Locate the line that contains "Would you be able to point at the mountain". Print it and every subsequent line through the final line of the records, exactly and only those.

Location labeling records
——————————

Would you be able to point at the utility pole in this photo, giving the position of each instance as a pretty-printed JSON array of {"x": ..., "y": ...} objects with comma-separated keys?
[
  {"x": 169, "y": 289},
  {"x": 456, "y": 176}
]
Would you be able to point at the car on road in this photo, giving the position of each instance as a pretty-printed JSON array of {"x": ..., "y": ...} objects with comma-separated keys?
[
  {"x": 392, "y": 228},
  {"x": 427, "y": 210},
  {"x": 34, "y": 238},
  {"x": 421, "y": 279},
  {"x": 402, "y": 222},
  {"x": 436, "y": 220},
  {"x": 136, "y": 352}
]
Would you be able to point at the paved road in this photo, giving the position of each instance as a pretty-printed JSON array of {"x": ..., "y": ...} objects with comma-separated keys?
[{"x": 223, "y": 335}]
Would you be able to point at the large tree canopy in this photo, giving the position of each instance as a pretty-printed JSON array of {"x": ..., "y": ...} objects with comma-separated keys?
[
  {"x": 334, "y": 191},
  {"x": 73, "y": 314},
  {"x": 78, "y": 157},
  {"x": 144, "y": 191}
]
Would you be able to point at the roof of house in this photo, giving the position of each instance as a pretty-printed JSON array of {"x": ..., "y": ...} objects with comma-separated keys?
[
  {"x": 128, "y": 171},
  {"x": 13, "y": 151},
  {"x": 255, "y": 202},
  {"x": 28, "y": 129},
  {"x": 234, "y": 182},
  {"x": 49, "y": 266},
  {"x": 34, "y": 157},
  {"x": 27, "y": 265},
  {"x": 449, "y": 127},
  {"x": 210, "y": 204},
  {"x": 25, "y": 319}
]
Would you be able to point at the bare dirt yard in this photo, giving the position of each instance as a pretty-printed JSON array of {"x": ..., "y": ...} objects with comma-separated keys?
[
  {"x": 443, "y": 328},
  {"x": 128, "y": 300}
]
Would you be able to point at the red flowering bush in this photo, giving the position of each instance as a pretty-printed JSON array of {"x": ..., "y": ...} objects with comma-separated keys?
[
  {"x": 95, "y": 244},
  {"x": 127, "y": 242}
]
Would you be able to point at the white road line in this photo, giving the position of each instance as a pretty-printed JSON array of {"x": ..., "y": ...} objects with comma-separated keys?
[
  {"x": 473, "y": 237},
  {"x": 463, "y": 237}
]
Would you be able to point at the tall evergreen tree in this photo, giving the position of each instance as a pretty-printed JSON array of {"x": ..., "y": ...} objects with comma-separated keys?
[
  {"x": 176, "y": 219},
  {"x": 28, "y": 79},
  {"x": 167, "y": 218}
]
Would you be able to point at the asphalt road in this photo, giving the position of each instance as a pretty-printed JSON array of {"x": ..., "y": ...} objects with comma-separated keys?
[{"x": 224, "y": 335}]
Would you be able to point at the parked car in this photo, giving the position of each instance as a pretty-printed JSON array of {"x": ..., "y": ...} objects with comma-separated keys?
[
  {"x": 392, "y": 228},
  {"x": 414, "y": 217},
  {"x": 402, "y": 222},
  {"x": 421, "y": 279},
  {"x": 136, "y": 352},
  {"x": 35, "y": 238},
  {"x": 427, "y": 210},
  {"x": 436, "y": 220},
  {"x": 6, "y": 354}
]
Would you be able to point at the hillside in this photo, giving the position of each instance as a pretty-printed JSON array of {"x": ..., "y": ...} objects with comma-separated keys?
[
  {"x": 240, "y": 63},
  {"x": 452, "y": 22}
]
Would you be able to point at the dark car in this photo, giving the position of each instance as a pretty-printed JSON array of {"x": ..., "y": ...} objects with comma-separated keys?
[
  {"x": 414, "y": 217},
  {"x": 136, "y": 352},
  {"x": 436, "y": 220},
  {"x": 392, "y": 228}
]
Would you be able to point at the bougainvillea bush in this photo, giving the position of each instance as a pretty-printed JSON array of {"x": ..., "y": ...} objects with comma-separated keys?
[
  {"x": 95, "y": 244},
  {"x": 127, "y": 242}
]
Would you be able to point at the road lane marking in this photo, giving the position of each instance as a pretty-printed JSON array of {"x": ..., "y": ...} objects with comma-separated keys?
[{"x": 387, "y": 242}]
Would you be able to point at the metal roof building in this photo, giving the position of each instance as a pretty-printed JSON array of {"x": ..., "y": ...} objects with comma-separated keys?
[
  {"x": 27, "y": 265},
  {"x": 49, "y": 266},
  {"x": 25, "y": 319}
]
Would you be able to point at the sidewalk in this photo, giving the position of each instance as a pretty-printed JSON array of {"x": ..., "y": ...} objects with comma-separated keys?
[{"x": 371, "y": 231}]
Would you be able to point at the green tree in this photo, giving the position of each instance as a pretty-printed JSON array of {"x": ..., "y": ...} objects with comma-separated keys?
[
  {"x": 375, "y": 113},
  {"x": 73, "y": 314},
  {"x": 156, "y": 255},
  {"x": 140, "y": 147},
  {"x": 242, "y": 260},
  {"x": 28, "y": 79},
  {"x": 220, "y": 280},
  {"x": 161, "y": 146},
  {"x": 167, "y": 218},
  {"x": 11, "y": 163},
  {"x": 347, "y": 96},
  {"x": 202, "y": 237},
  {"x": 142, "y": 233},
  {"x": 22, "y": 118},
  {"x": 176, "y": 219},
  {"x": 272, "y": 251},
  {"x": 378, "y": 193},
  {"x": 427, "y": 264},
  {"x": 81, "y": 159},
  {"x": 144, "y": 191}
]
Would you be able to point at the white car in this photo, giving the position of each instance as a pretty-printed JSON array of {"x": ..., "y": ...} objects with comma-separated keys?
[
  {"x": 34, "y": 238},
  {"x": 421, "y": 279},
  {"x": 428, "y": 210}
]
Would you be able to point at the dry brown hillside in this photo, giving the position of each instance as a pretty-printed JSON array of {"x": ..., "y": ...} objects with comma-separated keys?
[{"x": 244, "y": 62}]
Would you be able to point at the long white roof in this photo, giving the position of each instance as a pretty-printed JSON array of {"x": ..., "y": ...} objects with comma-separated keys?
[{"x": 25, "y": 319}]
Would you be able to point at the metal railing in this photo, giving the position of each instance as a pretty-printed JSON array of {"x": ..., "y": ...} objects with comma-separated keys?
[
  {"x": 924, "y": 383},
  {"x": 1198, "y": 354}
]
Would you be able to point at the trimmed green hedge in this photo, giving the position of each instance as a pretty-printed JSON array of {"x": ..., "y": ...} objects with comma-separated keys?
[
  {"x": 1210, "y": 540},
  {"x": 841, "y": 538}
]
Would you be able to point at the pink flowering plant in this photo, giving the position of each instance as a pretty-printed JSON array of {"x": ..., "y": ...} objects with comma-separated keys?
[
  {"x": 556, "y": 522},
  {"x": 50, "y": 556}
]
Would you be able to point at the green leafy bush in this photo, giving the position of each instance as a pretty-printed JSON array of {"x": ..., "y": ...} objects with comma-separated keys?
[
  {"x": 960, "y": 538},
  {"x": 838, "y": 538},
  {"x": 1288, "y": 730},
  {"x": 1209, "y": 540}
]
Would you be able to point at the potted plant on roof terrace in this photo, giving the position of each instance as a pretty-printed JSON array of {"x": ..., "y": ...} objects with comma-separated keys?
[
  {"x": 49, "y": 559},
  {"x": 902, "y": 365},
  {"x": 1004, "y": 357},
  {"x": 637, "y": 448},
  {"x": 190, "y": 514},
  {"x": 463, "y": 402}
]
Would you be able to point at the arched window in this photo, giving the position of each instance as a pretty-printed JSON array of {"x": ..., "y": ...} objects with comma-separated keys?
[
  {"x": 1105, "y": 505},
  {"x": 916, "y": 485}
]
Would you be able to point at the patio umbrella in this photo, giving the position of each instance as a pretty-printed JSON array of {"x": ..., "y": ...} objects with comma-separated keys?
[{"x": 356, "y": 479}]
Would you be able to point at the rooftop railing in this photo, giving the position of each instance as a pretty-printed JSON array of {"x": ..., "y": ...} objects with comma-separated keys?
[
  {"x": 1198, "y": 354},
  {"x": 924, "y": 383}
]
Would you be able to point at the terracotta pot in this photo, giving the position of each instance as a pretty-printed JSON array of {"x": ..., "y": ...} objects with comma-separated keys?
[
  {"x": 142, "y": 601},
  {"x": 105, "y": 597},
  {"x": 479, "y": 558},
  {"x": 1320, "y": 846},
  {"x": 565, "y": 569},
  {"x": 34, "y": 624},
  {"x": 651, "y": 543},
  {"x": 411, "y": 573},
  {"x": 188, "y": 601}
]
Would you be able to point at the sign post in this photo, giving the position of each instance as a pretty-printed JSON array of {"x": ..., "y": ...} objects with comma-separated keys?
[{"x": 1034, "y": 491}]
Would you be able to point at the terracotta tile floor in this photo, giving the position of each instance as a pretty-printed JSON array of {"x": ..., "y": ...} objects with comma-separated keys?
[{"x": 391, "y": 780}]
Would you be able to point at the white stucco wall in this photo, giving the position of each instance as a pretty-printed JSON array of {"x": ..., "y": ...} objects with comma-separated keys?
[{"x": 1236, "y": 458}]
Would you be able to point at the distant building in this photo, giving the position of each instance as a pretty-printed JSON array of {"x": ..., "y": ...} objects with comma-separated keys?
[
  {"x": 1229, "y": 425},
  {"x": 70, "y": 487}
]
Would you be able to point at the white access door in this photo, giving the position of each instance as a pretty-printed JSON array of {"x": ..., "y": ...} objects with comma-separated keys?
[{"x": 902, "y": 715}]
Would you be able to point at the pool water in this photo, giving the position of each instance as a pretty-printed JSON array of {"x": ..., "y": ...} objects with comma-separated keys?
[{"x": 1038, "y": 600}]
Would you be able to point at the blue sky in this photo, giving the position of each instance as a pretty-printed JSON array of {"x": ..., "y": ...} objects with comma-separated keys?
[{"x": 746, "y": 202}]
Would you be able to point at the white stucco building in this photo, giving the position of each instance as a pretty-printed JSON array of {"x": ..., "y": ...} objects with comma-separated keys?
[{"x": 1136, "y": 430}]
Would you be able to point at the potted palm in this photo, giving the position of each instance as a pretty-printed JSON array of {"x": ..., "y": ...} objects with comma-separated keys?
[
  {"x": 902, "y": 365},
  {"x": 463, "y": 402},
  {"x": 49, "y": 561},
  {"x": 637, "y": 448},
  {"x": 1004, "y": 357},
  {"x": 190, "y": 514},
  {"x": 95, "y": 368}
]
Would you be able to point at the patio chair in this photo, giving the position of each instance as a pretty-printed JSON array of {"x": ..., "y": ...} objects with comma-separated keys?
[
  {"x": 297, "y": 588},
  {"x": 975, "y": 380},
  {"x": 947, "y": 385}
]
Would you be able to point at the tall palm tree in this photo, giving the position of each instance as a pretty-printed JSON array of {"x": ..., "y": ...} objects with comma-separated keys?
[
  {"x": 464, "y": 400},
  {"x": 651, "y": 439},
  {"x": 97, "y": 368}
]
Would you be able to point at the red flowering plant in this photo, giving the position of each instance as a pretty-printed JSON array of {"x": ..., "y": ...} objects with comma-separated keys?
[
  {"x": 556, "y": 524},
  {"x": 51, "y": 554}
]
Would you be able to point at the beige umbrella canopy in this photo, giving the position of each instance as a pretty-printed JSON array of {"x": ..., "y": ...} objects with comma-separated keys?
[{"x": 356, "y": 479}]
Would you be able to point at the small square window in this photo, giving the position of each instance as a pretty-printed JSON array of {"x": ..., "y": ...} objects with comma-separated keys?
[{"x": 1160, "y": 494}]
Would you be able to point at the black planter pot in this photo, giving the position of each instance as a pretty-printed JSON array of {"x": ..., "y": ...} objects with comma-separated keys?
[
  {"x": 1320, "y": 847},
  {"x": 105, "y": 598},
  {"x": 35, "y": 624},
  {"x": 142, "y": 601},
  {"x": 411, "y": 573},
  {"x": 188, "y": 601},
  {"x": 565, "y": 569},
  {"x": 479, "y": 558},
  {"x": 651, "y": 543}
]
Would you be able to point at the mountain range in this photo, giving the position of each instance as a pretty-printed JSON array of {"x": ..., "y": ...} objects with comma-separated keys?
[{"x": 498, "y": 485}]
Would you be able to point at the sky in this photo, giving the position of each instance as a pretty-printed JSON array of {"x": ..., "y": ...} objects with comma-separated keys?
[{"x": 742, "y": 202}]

——————————

**Result of the exercise**
Would you be able to point at the mountain range in this photo, giving the position of each instance as a pretty-printed JSON array of {"x": ..., "y": ...} objects with comma-separated keys?
[{"x": 498, "y": 485}]
Would you be able to point at the sky in this photo, giving the position of each instance as a pretty-printed JSON array of {"x": ..., "y": ...} objects with comma-separated keys?
[{"x": 742, "y": 202}]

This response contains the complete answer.